WHAT TO WORK ON: Arrange the records below as a Markdown table with the columns Number and Record, giving each line its own numbered row and skipping blank lines. Leave the pictures out of the table.

GIVEN RECORDS:
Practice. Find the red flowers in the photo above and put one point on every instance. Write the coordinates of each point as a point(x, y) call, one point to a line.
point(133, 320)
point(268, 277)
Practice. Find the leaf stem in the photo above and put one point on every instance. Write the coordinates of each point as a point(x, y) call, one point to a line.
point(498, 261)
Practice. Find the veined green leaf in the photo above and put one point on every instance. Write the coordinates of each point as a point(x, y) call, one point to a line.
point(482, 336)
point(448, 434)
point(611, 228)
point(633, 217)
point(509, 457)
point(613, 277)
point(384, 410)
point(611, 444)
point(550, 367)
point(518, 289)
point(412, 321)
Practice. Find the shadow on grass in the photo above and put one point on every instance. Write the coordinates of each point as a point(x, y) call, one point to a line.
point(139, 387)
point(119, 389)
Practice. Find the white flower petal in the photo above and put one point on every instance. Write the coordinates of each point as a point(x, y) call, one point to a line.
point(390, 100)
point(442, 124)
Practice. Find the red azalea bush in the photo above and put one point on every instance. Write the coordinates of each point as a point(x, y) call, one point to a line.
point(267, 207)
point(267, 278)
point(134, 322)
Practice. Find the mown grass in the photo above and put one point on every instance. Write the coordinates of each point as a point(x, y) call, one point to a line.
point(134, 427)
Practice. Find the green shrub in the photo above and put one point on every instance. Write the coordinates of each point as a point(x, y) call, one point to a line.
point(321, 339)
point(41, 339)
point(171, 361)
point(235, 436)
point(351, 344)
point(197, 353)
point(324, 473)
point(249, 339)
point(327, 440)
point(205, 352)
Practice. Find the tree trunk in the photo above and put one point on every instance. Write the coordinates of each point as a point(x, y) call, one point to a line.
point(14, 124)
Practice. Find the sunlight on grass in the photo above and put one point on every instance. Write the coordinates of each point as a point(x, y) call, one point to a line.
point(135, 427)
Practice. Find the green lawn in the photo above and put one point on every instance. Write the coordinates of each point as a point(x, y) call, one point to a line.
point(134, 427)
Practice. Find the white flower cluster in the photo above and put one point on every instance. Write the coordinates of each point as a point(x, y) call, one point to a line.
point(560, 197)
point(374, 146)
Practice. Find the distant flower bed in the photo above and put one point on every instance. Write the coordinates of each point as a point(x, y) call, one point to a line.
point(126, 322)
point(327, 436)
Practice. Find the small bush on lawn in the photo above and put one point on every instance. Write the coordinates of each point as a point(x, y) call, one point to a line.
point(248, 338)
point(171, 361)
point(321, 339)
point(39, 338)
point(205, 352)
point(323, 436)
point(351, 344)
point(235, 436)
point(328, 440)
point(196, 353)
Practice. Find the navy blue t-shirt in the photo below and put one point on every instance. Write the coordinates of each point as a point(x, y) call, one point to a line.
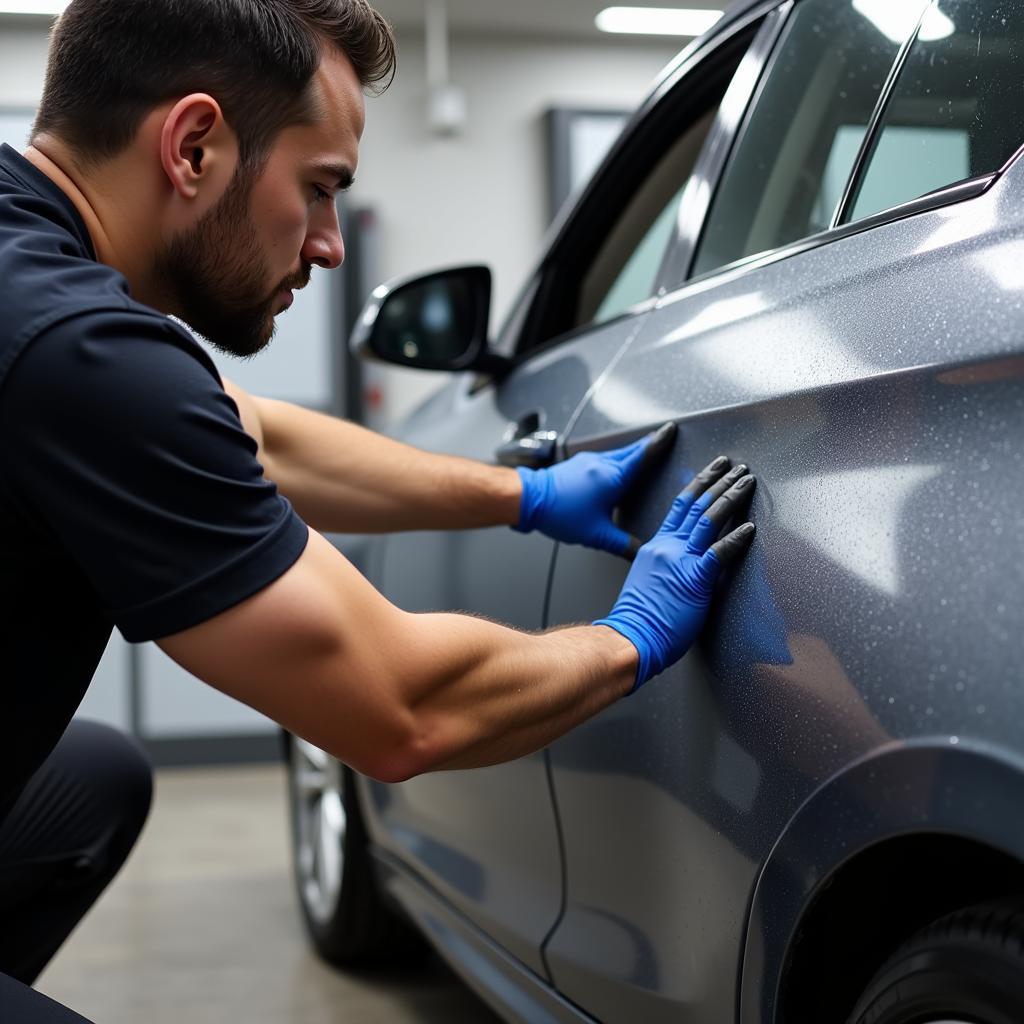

FULL ANSWER:
| Number | Record |
|---|---|
| 1 | Practice. Find the red flowers in the photo above and put one point on every instance. Write the coordinates of each point as a point(x, y) call, one point to a line. |
| 2 | point(133, 320) |
| 3 | point(268, 277) |
| 4 | Practice. Find the leaf stem in the photo above and put one point on every instance. Write the coordinates of each point as a point(x, y) call, one point to a line. |
| 5 | point(498, 261) |
| 6 | Practice. Find the veined green leaf in the photo above and put one point on every instance. Write the coordinates of each point as a point(x, y) call, one point to a line. |
| 7 | point(482, 336) |
| 8 | point(448, 434) |
| 9 | point(611, 228) |
| 10 | point(633, 217) |
| 11 | point(509, 457) |
| 12 | point(613, 277) |
| 13 | point(384, 410) |
| 14 | point(611, 444) |
| 15 | point(550, 367) |
| 16 | point(518, 289) |
| 17 | point(412, 321) |
| 18 | Practice. Find the shadow on grass in the photo above and put one point on every instance. Write the coordinates of each point as a point(x, y) call, one point to a line. |
| 19 | point(139, 387) |
| 20 | point(119, 389) |
| 21 | Practice. Find the white flower petal in the photo above and put one point on every instance. Write the coordinates of each point as a point(x, y) call, one point to a line. |
| 22 | point(390, 100) |
| 23 | point(442, 124) |
| 24 | Practice. Find the red azalea bush in the photo above and put one point on every instance. Write the coordinates of each point as a point(x, y) call, one point to a line. |
| 25 | point(267, 207) |
| 26 | point(267, 278) |
| 27 | point(134, 322) |
| 28 | Practice. Find the mown grass in the photo above and put one point on every instance. Write the coordinates of each point as a point(x, y) call, one point to a line. |
| 29 | point(134, 427) |
| 30 | Practice. Find the green shrub in the photo above and put one point on every instance. Write the coordinates of each point as a point(x, y) call, one point to a line. |
| 31 | point(321, 339) |
| 32 | point(41, 339) |
| 33 | point(171, 361) |
| 34 | point(235, 436) |
| 35 | point(351, 344) |
| 36 | point(197, 353) |
| 37 | point(324, 473) |
| 38 | point(249, 339) |
| 39 | point(327, 440) |
| 40 | point(205, 352) |
| 41 | Practice. Find the tree trunk in the photo above and put one point on every instance. Write the coordinates of each point as a point(x, y) call, one point to a line. |
| 42 | point(14, 124) |
| 43 | Practice. Find the sunlight on grass in the photo above and put one point on every instance. Write the coordinates of each point as a point(x, y) call, one point to a line. |
| 44 | point(135, 427) |
| 45 | Practice. Find the green lawn in the photo above and put one point on every instance. Write the coordinates of each point as a point(x, y) call, one point to a line. |
| 46 | point(134, 427) |
| 47 | Practice. Find the white flower cluster in the photo above and put one point on every instance. Write the coordinates of each point as a point(x, y) call, one point to a line. |
| 48 | point(560, 197) |
| 49 | point(374, 146) |
| 50 | Practice. Find the distant flower bed in the photo above and put one point on every instance. Write the coordinates of each point as a point(x, y) call, one point to a line. |
| 51 | point(126, 322) |
| 52 | point(327, 436) |
| 53 | Practice. Find the small bush on lawn in the photo above and put one point on every instance. Write the coordinates of each point as a point(x, y) call, one point to a line. |
| 54 | point(248, 338) |
| 55 | point(171, 361) |
| 56 | point(321, 339) |
| 57 | point(39, 338) |
| 58 | point(205, 352) |
| 59 | point(323, 436) |
| 60 | point(351, 344) |
| 61 | point(235, 436) |
| 62 | point(328, 440) |
| 63 | point(196, 353) |
| 64 | Practice. Find the navy blue t-shirt in the photo below and put one point on every instance. Write the coordinates of each point as a point(x, y) call, one point to a line. |